Retype each entry below, keeping every character the same.

-- Recorded data --
□ □ □ □ □ □ □

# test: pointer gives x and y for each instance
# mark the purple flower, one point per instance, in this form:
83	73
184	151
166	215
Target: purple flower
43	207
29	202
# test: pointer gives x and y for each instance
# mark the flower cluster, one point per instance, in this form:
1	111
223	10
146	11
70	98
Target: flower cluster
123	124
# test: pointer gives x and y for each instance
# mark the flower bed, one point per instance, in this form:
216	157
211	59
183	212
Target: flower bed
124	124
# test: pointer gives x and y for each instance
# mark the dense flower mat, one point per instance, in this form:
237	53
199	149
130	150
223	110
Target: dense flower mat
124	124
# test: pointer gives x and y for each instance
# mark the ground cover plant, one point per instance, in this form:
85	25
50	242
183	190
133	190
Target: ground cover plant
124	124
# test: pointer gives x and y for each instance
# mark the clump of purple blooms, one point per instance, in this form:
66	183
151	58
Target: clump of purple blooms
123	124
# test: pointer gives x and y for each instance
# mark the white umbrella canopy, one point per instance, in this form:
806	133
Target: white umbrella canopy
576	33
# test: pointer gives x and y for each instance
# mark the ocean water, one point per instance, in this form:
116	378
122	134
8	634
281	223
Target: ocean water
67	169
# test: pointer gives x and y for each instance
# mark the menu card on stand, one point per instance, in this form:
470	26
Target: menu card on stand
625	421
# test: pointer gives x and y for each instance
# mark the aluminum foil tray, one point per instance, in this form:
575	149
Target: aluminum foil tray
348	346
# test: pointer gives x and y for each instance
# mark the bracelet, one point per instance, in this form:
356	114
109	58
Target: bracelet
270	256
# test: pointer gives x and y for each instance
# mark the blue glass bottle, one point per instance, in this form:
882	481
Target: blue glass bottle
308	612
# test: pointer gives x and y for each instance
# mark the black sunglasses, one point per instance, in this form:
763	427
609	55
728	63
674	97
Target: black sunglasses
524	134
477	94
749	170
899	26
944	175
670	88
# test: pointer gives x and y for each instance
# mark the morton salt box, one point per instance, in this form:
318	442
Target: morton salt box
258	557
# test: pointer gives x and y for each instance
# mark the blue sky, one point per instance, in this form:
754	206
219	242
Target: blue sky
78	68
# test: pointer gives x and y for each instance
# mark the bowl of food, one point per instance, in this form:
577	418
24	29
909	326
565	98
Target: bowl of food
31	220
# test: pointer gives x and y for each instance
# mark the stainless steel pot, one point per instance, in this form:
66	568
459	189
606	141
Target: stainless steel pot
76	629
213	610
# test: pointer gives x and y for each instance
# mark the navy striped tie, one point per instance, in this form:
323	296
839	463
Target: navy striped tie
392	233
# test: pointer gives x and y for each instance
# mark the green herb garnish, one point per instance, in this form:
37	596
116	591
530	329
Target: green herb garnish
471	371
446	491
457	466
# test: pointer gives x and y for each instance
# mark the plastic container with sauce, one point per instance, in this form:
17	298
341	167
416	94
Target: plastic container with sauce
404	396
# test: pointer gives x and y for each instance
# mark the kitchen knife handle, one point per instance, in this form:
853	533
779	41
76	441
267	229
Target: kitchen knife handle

□ □ □ □ □ □ □

-- WRITTEN SOLUTION --
# test: pointer gives x and y for each instance
# mark the purple flower, one point per instance, in this form:
83	73
184	151
166	215
Target: purple flower
43	207
29	202
# test: pointer gives x and y for each instance
# mark the flower cluster, one point per instance, in this form:
1	111
223	10
146	11
70	98
Target: flower cluster
123	124
# test: pointer gives x and y for each instance
# mark the flower bed, one point per instance, in this form:
216	157
211	59
183	212
Target: flower bed
124	124
# test: pointer gives x and y for each instance
# mark the dense flower mat, one point per instance, in this form:
237	53
199	149
130	150
223	110
Target: dense flower mat
124	124
# test: pointer gives x and y for each instance
# mark the ground cover plant, one point per instance, in this form:
85	25
50	242
183	190
133	190
Target: ground cover plant
124	124
# test: pointer gives x and y for each instance
# mark the clump of purple blooms, one point per instance, in this form:
66	183
151	58
Target: clump of purple blooms
123	124
# test: pointer gives x and y for each instance
# mark the white umbrella canopy, one point per instance, in this form:
806	133
Target: white umbrella canopy
576	33
# test: pointer gives x and y for each instance
# mark the ocean water, one point per instance, in this form:
116	378
122	134
8	634
281	223
Target: ocean water
67	169
# test: pointer gives x and y for each instance
# mark the menu card on stand, one point per instance, in this form:
470	26
Target: menu card on stand
625	421
# test: pointer gives x and y for each instance
# mark the aluminum foil tray, one point per instance, in this form:
575	149
Target: aluminum foil tray
348	346
# test: pointer gives x and y for each instance
# mark the bracelet, one point per instance, in this form:
356	114
109	58
Target: bracelet
270	256
# test: pointer gives x and y for each instance
# mark the blue glass bottle, one point per instance, in this form:
882	481
Target: blue glass bottle
308	612
# test: pointer gives x and y for each instance
# mark the black sunglasses, one point per instance, in this form:
763	427
609	55
728	63
674	97
Target: black sunglasses
524	134
477	94
749	170
899	26
944	175
670	88
# test: pointer gives x and y for each instance
# mark the morton salt box, one point per instance, in this form:
318	442
Target: morton salt box
258	557
# test: pointer gives x and y for each instance
# mark the blue sky, one point per instance, in this form:
754	206
219	242
Target: blue sky
78	68
# test: pointer gives x and y for each instance
# mark the bowl of food, one point per instance, in this form:
577	418
24	29
909	326
565	98
Target: bowl of food
31	220
# test: pointer gives x and y for each instance
# mark the stainless steel pot, one point per instance, in this form:
66	568
459	189
606	141
Target: stainless steel pot
76	629
213	610
# test: pointer gives x and y for each instance
# mark the navy striped tie, one point per instance, in this form:
323	296
839	463
Target: navy striped tie
392	233
# test: pointer gives x and y for each instance
# mark the green herb garnish, one point per instance, in this form:
37	596
116	591
530	329
Target: green herb garnish
471	371
446	491
457	466
# test: pointer gives x and y for each instance
# mark the plastic container with sauce, one point per instance, in this form:
17	298
341	167
416	94
Target: plastic container with sauce
404	396
# test: pointer gives x and y for each instance
# mark the kitchen knife handle, one point per instance, in this form:
853	533
779	41
76	441
267	229
Target: kitchen knife handle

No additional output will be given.